(GIVEN PASSAGE begins)
Today, the House Committee on Education and Labor voted to advance the Pregnant Workers Fairness Act (H.R. 2694) with bipartisan support. This piece of legislation, if passed, would be critical in protecting pregnant workers across the country from having to choose between having a healthy pregnancy and a paycheck. So far, the proposed law, which has commonly been introduced as “long overdue,” has been endorsed by the Women’s National Law Center, The American Civil Liberties Union and the U.S. Chamber of Commerce. Here’s exactly what the act, which resembles those passed by many states in the U.S. in the last few years, would do.
It takes the burden off of pregnant workers to request accommodations.
(GIVEN PASSAGE ends)
(GIVEN INFORMATION begins)
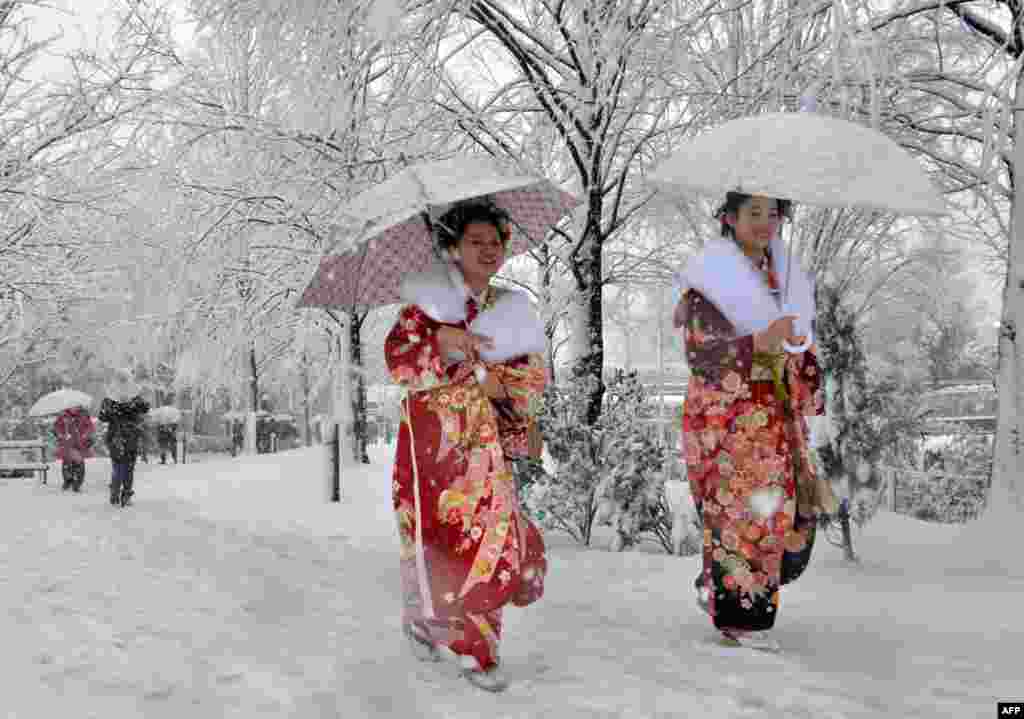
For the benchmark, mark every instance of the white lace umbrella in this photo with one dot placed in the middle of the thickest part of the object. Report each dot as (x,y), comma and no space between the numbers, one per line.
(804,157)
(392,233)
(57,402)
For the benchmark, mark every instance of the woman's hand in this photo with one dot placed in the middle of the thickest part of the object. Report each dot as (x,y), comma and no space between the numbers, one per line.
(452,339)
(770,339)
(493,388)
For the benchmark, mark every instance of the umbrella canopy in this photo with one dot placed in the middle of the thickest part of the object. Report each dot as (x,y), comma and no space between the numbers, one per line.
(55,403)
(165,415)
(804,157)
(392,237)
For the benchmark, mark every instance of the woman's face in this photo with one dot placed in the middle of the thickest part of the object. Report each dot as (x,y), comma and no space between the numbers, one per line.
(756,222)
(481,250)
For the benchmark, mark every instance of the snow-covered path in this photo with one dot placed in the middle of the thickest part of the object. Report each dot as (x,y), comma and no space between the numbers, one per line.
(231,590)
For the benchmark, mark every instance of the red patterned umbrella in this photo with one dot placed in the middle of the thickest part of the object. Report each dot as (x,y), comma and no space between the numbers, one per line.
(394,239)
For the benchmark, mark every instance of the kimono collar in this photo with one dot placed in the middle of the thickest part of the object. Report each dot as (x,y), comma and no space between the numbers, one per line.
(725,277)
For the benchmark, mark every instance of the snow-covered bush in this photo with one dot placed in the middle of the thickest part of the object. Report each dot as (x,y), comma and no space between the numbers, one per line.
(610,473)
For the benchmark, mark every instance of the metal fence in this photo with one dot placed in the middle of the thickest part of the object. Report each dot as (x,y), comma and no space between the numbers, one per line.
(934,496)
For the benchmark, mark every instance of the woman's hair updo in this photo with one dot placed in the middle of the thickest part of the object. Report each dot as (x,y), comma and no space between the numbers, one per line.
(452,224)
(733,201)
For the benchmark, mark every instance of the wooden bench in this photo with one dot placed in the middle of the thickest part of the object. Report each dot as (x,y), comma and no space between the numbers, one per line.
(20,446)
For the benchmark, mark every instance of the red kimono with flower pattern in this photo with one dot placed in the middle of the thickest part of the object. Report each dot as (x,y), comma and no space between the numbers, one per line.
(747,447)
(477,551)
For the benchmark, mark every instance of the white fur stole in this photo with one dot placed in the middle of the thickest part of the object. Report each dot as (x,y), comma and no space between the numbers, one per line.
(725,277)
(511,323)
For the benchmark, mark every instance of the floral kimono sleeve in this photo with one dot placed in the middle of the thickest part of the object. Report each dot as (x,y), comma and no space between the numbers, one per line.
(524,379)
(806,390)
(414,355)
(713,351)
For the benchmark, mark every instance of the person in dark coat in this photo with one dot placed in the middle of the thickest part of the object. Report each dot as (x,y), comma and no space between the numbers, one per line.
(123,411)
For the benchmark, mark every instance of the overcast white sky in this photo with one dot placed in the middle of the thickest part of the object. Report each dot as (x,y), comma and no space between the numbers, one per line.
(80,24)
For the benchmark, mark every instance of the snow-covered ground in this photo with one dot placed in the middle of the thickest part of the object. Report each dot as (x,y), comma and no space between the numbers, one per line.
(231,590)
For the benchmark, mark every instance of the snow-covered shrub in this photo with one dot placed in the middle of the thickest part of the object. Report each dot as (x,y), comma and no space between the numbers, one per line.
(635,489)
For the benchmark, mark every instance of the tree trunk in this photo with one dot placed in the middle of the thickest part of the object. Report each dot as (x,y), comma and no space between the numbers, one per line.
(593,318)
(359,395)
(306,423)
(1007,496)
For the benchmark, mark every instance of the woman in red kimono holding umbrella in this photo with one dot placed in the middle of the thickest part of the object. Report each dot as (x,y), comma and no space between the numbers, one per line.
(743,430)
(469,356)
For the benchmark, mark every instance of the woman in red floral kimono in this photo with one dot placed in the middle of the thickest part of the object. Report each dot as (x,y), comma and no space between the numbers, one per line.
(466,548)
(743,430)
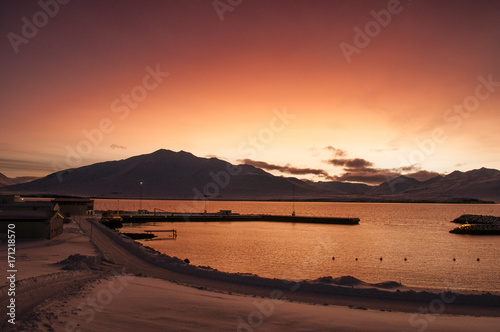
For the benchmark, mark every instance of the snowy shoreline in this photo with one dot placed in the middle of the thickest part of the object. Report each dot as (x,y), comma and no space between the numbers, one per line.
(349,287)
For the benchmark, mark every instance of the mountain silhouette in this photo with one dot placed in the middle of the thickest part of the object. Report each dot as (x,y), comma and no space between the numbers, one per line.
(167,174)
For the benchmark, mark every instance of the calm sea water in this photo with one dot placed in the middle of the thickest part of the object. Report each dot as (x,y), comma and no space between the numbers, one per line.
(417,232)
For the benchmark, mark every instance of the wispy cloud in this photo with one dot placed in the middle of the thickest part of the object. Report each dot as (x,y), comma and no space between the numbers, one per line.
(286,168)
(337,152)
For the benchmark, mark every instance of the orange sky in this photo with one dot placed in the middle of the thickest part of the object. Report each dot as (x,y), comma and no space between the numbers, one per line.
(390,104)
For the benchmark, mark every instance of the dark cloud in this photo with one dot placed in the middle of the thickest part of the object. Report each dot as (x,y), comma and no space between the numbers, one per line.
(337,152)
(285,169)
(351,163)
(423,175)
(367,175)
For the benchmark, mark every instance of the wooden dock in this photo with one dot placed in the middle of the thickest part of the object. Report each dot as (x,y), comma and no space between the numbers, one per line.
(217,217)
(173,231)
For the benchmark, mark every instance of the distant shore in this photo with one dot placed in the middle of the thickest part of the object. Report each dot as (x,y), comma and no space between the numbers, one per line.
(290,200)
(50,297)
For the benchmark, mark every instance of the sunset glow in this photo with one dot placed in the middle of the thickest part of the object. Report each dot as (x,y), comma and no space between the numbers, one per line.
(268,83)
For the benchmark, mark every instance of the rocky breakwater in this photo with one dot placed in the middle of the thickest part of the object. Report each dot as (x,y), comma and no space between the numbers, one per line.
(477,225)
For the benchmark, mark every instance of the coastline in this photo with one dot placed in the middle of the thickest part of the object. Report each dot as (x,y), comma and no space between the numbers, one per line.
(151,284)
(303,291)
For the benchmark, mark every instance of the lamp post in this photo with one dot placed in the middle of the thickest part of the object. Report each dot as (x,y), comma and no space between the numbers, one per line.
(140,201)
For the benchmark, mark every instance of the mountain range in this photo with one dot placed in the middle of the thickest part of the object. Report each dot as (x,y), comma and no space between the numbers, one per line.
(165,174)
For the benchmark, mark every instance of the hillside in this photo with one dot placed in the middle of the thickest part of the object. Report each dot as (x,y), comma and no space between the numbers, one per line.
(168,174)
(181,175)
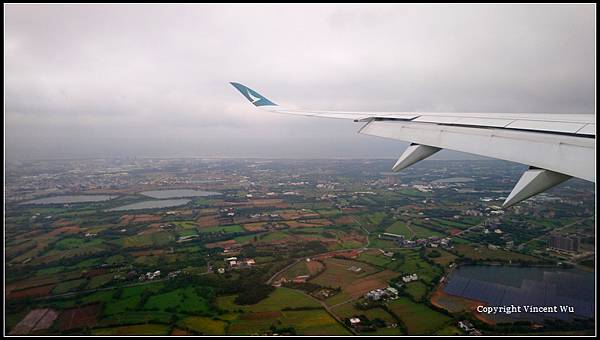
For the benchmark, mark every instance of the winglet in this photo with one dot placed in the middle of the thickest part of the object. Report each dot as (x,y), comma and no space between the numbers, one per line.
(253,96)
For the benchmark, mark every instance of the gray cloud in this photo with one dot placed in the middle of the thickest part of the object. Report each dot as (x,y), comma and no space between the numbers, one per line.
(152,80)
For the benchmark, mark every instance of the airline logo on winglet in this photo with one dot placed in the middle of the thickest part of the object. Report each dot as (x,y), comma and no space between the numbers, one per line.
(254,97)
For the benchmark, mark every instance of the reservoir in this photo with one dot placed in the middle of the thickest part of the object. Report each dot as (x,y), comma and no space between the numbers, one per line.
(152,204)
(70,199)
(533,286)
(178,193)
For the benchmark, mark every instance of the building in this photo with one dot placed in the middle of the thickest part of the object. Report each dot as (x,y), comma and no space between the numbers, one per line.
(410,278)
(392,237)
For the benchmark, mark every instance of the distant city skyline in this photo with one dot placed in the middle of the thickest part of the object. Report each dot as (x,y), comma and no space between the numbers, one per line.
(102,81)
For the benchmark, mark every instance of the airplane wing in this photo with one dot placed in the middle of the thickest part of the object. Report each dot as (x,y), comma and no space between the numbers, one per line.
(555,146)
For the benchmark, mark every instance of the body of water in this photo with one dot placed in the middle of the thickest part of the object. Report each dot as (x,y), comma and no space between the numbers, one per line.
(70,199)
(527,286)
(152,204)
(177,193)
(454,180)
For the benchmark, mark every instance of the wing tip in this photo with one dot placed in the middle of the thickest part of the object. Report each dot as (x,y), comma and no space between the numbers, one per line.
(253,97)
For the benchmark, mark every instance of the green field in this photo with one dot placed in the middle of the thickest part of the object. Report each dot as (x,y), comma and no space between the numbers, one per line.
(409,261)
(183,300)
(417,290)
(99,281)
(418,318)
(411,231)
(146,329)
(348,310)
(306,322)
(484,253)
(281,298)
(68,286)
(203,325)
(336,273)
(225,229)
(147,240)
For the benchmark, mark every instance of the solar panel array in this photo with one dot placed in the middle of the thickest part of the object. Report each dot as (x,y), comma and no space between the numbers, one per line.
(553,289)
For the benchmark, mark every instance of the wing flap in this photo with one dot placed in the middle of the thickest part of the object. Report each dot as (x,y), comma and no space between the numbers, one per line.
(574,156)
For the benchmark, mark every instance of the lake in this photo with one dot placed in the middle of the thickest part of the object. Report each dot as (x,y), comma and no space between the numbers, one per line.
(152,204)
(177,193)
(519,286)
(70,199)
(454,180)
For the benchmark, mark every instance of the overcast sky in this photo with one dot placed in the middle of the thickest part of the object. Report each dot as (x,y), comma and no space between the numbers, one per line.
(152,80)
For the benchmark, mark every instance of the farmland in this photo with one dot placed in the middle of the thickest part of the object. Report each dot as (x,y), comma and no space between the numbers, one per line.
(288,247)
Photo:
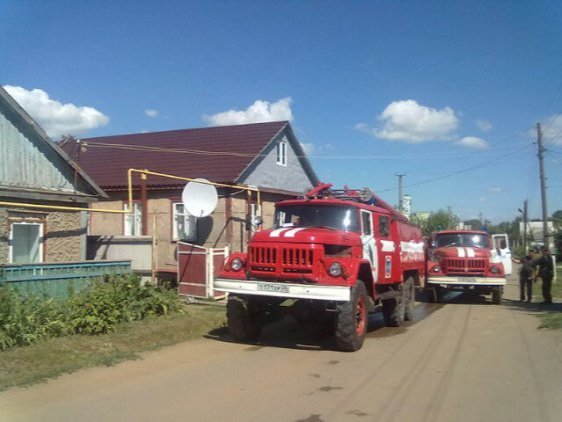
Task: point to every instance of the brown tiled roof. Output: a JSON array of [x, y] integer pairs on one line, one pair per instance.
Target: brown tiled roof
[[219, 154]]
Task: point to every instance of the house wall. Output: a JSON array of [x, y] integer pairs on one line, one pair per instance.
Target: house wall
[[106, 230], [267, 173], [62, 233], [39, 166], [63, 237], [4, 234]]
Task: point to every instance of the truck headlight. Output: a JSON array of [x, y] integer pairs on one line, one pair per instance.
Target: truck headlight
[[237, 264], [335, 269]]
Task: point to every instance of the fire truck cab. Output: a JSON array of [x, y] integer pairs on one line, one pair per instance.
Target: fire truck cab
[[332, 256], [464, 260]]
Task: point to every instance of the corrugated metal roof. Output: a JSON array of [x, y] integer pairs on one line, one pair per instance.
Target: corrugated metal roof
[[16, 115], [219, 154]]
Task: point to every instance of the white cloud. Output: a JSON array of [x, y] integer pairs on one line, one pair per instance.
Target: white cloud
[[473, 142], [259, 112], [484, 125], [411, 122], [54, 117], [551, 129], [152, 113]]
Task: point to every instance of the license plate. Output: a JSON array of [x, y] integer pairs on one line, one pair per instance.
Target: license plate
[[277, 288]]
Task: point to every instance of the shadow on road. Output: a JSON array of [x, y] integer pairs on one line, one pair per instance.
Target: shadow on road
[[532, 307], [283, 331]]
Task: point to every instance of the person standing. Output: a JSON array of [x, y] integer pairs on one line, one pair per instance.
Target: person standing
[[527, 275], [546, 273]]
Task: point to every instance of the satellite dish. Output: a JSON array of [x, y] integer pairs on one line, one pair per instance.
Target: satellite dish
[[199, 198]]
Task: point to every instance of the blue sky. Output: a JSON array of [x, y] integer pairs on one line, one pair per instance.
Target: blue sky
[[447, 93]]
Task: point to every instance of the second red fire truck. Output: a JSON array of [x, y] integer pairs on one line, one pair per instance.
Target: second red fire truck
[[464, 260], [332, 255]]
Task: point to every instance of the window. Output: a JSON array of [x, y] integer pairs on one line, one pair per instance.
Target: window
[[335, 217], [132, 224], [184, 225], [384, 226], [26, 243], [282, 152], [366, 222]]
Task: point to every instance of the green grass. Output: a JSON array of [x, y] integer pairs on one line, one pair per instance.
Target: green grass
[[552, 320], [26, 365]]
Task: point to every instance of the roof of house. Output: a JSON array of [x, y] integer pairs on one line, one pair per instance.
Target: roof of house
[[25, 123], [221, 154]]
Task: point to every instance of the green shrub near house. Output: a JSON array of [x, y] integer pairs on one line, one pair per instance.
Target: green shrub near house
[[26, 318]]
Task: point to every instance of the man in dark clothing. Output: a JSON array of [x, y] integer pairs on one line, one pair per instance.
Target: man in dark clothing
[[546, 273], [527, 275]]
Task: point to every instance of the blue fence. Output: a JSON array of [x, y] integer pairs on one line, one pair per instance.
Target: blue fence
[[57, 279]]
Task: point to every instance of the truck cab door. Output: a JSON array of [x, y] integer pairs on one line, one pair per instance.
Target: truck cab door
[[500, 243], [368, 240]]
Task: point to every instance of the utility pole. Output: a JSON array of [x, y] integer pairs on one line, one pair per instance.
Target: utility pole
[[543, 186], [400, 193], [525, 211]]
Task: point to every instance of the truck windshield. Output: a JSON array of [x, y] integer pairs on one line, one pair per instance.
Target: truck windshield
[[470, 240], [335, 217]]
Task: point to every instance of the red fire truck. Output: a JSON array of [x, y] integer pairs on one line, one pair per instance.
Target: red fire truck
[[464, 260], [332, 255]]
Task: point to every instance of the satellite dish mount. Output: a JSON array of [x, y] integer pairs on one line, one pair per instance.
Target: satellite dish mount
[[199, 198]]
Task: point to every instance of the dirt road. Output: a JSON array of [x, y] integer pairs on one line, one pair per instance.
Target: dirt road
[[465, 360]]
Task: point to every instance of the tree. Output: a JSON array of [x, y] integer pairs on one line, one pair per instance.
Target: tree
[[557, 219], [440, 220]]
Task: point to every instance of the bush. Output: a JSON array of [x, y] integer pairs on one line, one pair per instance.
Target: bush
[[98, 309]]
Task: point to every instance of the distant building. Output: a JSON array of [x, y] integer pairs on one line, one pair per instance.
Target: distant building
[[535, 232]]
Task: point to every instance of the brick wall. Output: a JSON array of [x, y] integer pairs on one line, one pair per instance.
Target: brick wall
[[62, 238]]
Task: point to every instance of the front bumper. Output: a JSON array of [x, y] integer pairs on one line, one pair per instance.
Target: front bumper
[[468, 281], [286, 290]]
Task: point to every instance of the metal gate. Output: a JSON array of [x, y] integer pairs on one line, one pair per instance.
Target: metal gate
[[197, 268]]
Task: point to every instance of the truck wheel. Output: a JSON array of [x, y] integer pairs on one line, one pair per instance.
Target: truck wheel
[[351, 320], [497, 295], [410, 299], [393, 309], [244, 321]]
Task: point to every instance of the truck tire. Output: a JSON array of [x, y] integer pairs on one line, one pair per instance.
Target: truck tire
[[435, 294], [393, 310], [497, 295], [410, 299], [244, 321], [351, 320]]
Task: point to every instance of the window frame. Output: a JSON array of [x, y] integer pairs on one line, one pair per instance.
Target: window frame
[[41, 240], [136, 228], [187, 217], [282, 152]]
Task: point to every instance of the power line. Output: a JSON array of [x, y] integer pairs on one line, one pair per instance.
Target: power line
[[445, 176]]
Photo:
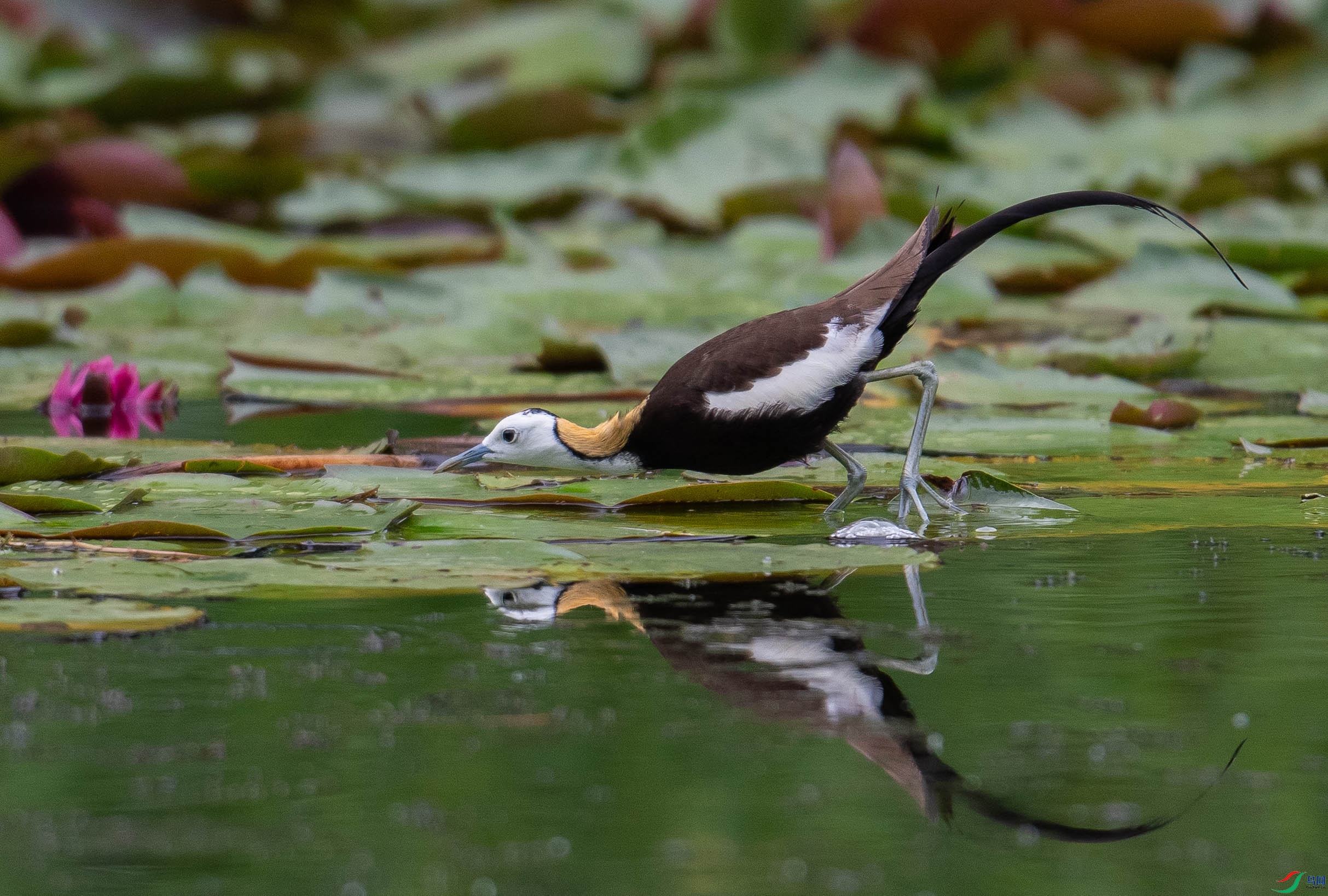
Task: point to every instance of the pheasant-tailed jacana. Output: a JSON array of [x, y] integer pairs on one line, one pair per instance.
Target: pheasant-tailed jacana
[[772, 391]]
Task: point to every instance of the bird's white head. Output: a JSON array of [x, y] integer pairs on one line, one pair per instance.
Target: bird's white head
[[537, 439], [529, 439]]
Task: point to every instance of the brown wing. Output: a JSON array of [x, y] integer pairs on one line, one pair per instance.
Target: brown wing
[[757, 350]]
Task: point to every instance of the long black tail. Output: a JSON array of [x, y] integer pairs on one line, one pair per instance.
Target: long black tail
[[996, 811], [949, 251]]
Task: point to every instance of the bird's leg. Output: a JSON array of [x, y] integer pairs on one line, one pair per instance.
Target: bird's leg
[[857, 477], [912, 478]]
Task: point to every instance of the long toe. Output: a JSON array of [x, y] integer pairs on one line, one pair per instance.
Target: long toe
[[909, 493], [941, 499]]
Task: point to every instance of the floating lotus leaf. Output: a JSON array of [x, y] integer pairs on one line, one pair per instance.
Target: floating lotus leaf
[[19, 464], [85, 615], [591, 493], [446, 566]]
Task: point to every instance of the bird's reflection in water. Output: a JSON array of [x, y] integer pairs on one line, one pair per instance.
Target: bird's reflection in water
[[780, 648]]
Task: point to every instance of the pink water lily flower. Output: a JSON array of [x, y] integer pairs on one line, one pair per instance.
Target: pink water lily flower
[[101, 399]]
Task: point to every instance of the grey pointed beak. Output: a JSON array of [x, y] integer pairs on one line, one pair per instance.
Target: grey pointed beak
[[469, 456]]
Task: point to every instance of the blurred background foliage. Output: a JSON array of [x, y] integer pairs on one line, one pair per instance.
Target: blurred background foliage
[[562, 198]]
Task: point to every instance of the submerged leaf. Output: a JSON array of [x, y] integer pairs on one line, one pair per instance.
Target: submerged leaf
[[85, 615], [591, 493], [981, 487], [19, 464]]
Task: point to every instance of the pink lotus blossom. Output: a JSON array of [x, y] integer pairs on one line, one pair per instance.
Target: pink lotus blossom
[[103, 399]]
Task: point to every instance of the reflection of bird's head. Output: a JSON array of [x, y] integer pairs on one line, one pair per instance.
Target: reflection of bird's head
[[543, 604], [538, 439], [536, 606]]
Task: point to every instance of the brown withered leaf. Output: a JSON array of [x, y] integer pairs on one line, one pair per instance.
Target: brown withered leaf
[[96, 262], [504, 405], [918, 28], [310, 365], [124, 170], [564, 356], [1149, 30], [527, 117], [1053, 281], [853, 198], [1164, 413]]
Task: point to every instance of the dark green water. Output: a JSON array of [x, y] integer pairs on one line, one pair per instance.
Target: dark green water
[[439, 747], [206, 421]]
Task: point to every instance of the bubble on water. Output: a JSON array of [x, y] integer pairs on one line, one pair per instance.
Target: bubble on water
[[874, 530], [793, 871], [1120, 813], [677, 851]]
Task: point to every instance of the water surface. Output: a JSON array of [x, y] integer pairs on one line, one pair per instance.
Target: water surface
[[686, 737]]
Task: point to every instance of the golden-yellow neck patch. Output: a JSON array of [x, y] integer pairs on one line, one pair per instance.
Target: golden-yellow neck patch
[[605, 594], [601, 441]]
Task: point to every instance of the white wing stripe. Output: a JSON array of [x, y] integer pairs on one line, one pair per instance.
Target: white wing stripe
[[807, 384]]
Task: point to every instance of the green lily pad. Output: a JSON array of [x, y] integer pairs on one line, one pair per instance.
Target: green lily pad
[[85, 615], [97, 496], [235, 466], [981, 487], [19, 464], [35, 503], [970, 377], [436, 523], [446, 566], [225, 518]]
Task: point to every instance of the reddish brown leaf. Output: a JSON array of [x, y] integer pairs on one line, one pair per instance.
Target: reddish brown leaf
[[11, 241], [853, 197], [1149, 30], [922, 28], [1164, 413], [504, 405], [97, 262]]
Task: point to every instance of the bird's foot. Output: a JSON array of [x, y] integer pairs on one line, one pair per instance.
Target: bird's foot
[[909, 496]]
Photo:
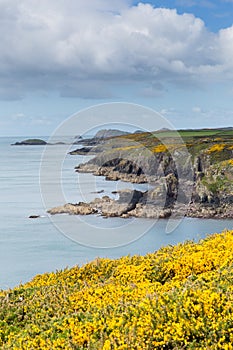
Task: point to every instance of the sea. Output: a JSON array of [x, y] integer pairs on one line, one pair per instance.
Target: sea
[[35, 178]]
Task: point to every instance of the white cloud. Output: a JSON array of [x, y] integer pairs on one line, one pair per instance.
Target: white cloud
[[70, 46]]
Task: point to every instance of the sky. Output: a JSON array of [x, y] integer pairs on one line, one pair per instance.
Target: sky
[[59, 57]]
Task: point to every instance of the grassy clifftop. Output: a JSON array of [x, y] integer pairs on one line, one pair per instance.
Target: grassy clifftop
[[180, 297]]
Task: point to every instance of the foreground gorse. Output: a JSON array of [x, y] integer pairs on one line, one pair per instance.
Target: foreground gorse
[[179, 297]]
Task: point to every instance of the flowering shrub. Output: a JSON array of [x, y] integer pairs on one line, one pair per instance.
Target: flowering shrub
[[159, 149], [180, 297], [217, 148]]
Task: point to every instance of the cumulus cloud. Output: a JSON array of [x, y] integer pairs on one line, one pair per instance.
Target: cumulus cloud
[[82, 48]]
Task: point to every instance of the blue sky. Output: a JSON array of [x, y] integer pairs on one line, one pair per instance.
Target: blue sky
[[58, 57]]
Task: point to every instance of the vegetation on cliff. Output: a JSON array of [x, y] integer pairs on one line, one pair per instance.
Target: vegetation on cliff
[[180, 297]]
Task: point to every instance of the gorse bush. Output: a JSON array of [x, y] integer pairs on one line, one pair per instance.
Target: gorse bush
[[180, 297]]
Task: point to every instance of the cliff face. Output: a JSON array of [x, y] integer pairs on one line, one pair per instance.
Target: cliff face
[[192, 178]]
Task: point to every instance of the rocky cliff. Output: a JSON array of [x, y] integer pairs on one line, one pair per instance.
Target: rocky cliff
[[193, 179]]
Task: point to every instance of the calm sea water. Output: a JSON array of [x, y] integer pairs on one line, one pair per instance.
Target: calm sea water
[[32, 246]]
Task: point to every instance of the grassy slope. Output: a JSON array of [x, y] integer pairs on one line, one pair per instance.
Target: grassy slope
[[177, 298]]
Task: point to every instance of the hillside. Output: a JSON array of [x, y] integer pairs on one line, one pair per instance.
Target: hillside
(GIVEN INFORMATION ends)
EXERCISES ->
1) Answer these questions from the passage on the Pregnant Workers Fairness Act:
(a) Which House committee voted to advance the act?
(b) What bill number does the act carry?
(c) What burden does the act take off pregnant workers?
2) Carry on the article on the Pregnant Workers Fairness Act from its final sentence.
The material shown above comes from a source separate from the text on the Pregnant Workers Fairness Act.

ANSWERS TO THIS EXERCISE ->
1)
(a) The House Committee on Education and Labor
(b) H.R. 2694
(c) The burden of requesting accommodations

2)
Federal law protections and legal precedents don’t really hold much water when it comes to protecting pregnant workers. Passed in 1978, the Pregnancy Discrimination Act really only covers classic discrimination—rather, it forbids discrimination based on pregnancy when it comes to hiring, firing, pay, job assignments, promotions, and fringe benefits, such as leave and health insurance. It doesn’t really get into accommodations territory. The 2015 Supreme Court Young v. UPS decision didn’t move the needle much further as the court found that employers were only required to accommodate pregnant women if the employer provided accommodation to any other non-pregnant employee of similar ability to work. This means the burden is on the pregnant woman to have a working knowledge of what accommodations have historically been made for other employees and then must use that knowledge to prove discrimination.
A 2019 report by A Better Balance found that since Young v. UPS, two-thirds of pregnant women asking for accommodations at work still lost when their cases went to court. The Pregnant Workers Fairness Act would aim to prevent many of these kinds of court cases from happening in the first place by dictating an affirmative right to accommodation, one that doesn’t solely rely on a discrimination argument.
It uses a framework for accommodation that employers are familiar with.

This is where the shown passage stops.